* What this task involves
Return every entry in full, with no alterations.

+--

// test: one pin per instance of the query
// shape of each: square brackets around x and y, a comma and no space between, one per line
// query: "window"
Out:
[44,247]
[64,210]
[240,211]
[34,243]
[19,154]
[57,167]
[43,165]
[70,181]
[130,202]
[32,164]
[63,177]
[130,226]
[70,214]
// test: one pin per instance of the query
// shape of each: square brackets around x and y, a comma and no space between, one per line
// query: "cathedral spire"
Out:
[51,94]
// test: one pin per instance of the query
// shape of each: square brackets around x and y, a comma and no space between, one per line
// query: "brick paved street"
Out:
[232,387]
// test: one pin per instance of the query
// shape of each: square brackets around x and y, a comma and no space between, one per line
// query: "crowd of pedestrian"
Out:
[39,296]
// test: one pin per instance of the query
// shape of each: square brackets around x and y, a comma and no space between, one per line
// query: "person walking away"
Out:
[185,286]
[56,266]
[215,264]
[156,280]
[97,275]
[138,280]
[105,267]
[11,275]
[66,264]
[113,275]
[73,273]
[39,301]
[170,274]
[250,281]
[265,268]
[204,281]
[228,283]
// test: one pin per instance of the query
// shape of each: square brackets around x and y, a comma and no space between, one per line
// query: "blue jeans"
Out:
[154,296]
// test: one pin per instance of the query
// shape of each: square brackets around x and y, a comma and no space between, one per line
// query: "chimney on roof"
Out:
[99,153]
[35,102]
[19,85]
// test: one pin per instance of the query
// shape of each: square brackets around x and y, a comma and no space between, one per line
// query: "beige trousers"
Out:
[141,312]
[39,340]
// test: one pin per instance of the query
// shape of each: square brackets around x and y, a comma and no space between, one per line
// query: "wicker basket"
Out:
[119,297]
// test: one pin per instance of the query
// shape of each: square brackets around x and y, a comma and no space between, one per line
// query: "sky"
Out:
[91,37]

+--

* Solution for this exercise
// test: one pin per instance of the query
// shape of each: square brackets around x and y, a comma and no space between, one per line
// query: "window"
Out:
[44,247]
[64,210]
[240,211]
[34,243]
[19,154]
[57,167]
[43,165]
[70,181]
[130,202]
[32,164]
[63,177]
[130,226]
[70,214]
// test: one pin per instance of the query
// shape of each: square brackets around x and y, a comma and no space between, one per line
// query: "cathedral spire"
Out:
[51,94]
// test: one pin per instance of the query
// shape of each: square brackets around x and y, a comma and no space between, one per line
// query: "brick paved street"
Out:
[232,387]
// test: one pin per instance of the query
// shape of each: square brackets around x and y, a comma and no space between, one per line
// query: "crowd of pedestrian"
Out:
[39,296]
// test: one pin per instance of the query
// shape of each: square brackets around x and y, a comma and no space between, one per line
// query: "person walking away"
Out:
[185,286]
[56,266]
[215,264]
[156,280]
[97,275]
[138,280]
[105,267]
[11,275]
[66,264]
[113,275]
[73,273]
[39,301]
[170,274]
[250,281]
[265,268]
[204,281]
[228,283]
// test: one pin per instance of the query
// shape of each: square brackets around x and y, a comma and no space between, one per line
// query: "blue jeans"
Out:
[154,296]
// test: one pin per instance of the query
// shape of each: square brackets around x and y, a comma and no space between, one per line
// query: "chimney on roof"
Out:
[99,153]
[35,102]
[19,85]
// test: one pin per instance of the query
// shape of each: square brackets around x and y, a comma and no space between, one per line
// query: "beige trousers"
Out:
[141,312]
[39,340]
// test: one pin per instance of the query
// shape of each: square brackets around x and y, a comma and no space between, one per line
// query: "wicker basket"
Out:
[119,297]
// test: one pin per instance of the query
// shape of each: square brackets around x and y, a comma and no space between, one per line
// query: "sky"
Out:
[91,37]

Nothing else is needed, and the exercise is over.